Exercise task:
Reproduce character for character everything in the records below, from the line containing "Could you please drop a point on the painted" down to the line containing "<point>10,4</point>", with both of those lines included.
··· Material for the task
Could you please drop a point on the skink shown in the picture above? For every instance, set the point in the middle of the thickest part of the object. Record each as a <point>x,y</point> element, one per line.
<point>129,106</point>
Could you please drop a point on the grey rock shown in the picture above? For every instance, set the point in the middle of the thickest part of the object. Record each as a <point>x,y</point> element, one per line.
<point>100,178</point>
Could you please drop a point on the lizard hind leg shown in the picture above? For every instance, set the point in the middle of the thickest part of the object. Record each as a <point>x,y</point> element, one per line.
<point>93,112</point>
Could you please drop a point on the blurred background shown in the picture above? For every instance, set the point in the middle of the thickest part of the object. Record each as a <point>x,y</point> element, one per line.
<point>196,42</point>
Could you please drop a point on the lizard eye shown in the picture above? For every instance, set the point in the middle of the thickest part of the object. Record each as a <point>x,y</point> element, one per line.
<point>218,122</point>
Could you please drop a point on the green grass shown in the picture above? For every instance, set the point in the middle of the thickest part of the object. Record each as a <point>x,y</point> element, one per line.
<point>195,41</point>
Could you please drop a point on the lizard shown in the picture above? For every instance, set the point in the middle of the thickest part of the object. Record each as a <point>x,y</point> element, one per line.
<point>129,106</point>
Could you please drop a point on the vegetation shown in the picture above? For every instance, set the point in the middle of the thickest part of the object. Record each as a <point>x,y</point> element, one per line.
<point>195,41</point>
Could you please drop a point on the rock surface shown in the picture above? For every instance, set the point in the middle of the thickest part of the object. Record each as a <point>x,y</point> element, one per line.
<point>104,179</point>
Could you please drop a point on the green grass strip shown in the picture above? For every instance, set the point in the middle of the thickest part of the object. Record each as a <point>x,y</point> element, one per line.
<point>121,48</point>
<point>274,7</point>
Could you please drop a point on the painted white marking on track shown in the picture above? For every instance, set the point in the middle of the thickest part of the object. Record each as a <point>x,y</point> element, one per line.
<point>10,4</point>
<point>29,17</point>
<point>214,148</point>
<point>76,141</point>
······
Answer for this exercise:
Could you please drop a point on the painted white marking on track shown in the picture above? For every instance, set the point in the middle of the thickest part of the object. Record each as a <point>x,y</point> element, one per line.
<point>10,4</point>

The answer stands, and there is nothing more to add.